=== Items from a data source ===
○ ○ ○ ○ ○

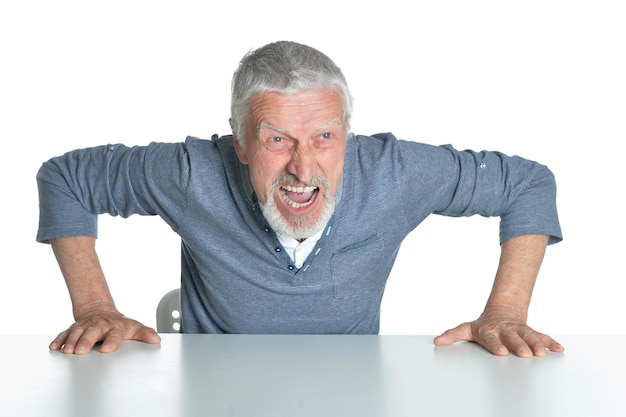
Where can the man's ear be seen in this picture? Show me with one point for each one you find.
(239, 150)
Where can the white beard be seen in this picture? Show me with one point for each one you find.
(295, 226)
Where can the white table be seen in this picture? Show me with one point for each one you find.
(321, 376)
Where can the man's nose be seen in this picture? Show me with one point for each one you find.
(302, 163)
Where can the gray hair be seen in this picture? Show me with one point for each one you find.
(287, 68)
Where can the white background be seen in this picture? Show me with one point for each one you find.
(542, 79)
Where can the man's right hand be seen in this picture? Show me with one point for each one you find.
(110, 328)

○ ○ ○ ○ ○

Reproduce every one of the records above word for word, including their answers, but omit the pictures.

Where can the man's ear be seen in this picture? Show me with one point for each one you find.
(239, 150)
Where can the white beard be seen in this picture? Show me with one point for each one you find.
(295, 226)
Where can the white table be seen in this picture? Show me with one point for each one you find.
(321, 376)
Where can the man's nose be seen in this picture? Show me with one point for each one you find.
(302, 163)
Where can the gray hair be seen in this picture? Show me with one point for each one you find.
(287, 68)
Where can the white background be seen in this picture? Show me with one point for each one you find.
(542, 79)
Where can the man's right hand be seen in this picture? Show me with one point for each one you find.
(110, 328)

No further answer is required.